Lisa Koonin worked for over 30 years in the US government's Center for Disease Control and Prevention (CDC) and was involved in planning for and managing responses to national and international viral and natural disasters. During her career at CDC, she led the development of national pandemic preparedness plans and policies, conducted large-format exercises, and consulted with businesses, state and local governments, healthcare facilities, non-governmental organizations, academic institutions, and ministries of health around the world, to improve emergency preparedness.

She is one of the public health leaders featured in Michael Lewis's book, The Premonition. This author describes how Koonin, as part of a small team, developed the national policy that informed mitigation measures taken during the COVID-19 pandemic.

Koonin founded Health Preparedness Partners (HPP) after her career with CDC. HPP helped organizations in their response to the COVID-19 pandemic, including providing practical and detailed guidance about determining when and how to return to the workplace, strategies for protecting employees and managing ongoing health risks. In her current role, Koonin provides consultation to businesses and organizations as they update their business continuity and emergency response plans for future health emergencies.

== Education ==
Koonin's degrees are in nursing (BSN, Western Carolina University, 1983; MN, Emory University, 1986), epidemiology (MPH, Emory University, 1986), and public health leadership/health policy and management (DrPH, University of North Carolina at Chapel Hill, 2013).

== Professional areas of interest ==
Koonin has published more than 100 peer-reviewed scientific publications on an array of public health and preparedness topics; her publications range from early work on maternal mortality, teen pregnancy, and reproductive health issues in the first twenty years of her career to work on influenza pandemics and emergency preparedness from 2008 on. She was awarded the 2024 annual Rosalind Franklin Society Award in Science from the journal Health Security for her paper “How Employers Impact Individual and Community Health During Public Health Emergencies: Rationale for Public Health/Private Sector Partnerships”. This award recognizes the outstanding research and published work of women and underrepresented minority scientists, physicians, and engineers.

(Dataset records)
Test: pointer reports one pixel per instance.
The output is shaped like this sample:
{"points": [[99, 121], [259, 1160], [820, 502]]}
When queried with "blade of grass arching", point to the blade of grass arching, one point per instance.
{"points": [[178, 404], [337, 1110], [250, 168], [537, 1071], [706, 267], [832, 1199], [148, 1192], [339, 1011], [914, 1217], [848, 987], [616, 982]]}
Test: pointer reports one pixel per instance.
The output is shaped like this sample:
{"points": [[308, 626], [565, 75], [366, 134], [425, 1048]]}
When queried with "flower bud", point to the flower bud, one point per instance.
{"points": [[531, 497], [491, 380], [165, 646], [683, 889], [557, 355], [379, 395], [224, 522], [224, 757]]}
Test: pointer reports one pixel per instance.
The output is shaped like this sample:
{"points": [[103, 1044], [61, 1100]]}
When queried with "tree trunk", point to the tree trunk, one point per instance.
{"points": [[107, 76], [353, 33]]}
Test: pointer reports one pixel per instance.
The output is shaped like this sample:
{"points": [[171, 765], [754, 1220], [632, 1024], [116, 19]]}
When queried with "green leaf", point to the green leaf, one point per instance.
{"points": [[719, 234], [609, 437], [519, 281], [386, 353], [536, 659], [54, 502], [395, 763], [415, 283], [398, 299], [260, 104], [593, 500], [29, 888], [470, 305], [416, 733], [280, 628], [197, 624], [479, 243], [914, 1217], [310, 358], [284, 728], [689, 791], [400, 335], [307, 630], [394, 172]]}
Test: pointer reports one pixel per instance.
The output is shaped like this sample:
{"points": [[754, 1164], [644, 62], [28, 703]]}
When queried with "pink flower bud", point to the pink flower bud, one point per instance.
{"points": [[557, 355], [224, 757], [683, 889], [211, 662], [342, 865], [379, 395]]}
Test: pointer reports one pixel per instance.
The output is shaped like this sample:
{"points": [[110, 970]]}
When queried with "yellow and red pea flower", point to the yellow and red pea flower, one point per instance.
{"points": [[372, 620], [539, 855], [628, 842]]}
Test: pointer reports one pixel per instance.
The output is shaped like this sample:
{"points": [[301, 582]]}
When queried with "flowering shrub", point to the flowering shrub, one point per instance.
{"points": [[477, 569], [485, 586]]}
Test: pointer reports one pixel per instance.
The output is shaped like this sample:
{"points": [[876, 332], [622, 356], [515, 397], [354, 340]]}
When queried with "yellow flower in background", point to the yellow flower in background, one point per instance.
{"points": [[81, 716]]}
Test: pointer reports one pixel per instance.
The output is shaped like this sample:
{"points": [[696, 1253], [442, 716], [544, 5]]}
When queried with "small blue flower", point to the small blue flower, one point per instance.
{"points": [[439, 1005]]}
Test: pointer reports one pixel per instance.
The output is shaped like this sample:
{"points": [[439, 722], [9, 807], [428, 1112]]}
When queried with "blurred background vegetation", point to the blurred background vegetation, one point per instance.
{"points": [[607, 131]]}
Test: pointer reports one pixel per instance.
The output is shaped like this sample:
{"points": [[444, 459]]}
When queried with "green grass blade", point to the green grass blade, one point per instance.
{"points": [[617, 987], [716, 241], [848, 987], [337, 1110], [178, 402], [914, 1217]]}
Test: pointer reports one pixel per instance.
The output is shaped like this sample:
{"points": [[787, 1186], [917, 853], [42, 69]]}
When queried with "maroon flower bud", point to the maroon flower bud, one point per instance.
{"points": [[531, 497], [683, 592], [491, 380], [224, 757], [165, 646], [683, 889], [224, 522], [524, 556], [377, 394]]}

...

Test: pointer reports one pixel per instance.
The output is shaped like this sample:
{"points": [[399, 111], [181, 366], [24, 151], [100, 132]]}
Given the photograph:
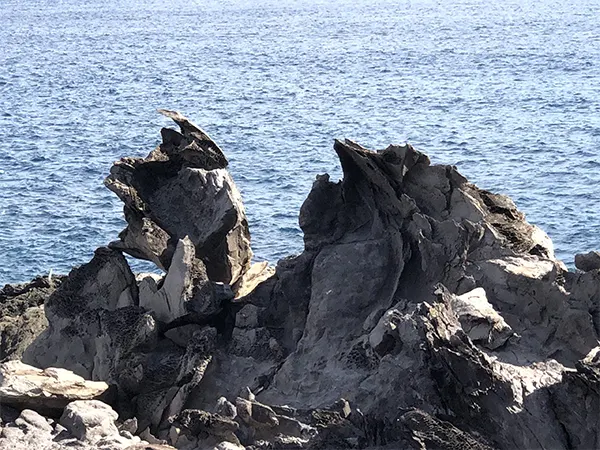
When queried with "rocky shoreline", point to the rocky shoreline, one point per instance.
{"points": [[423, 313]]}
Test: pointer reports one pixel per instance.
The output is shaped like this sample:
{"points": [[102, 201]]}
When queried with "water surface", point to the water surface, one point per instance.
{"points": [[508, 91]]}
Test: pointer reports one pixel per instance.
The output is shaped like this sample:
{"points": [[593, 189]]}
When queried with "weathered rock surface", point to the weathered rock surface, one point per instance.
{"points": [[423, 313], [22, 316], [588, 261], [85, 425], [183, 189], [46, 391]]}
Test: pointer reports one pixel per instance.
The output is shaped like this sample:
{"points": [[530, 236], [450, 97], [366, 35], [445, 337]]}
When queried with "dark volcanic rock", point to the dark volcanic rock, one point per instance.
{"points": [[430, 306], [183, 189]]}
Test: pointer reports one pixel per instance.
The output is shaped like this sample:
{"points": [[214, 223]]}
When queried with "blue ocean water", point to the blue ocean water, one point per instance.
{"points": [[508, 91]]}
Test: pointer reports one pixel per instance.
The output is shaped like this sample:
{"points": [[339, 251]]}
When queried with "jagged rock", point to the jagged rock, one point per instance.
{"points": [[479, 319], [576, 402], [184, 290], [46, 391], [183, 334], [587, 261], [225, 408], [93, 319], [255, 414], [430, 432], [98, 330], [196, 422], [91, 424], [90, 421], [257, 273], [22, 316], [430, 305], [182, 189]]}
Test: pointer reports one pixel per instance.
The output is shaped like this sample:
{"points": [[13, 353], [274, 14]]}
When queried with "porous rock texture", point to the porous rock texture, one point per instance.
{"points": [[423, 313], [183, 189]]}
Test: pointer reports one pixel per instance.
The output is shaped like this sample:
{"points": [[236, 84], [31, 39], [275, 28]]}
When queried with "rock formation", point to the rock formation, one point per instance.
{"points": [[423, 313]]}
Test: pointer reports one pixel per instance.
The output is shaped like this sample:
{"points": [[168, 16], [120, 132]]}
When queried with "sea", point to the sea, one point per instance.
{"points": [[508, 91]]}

---

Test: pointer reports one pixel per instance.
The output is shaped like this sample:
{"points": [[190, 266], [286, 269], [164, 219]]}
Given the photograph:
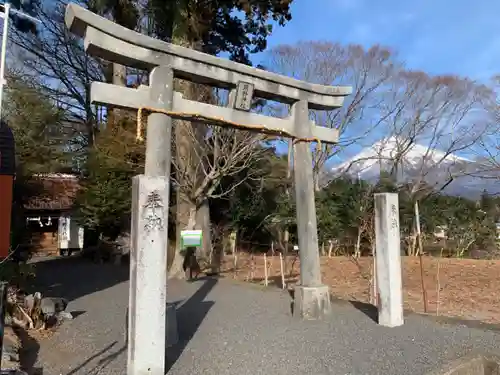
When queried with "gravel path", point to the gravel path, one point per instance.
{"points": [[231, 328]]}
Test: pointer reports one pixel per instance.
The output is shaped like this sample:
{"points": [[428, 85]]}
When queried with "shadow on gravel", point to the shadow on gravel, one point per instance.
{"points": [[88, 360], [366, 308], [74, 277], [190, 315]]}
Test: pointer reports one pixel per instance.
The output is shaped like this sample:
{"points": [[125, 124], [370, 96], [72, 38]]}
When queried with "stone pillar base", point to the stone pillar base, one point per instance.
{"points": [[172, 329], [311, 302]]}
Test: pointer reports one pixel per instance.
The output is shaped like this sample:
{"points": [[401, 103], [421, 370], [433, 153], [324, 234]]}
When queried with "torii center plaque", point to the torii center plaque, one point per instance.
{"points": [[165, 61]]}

▶ **TASK TO COMPLETE**: Please extract the passage of the text about Lisa Koonin between "Koonin founded Health" and "Chapel Hill, 2013).", inclusive. Rely only on the text about Lisa Koonin.

▶ **PROBLEM SOLUTION**:
Koonin founded Health Preparedness Partners (HPP) after her career with CDC. HPP helped organizations in their response to the COVID-19 pandemic, including providing practical and detailed guidance about determining when and how to return to the workplace, strategies for protecting employees and managing ongoing health risks. In her current role, Koonin provides consultation to businesses and organizations as they update their business continuity and emergency response plans for future health emergencies.

== Education ==
Koonin's degrees are in nursing (BSN, Western Carolina University, 1983; MN, Emory University, 1986), epidemiology (MPH, Emory University, 1986), and public health leadership/health policy and management (DrPH, University of North Carolina at Chapel Hill, 2013).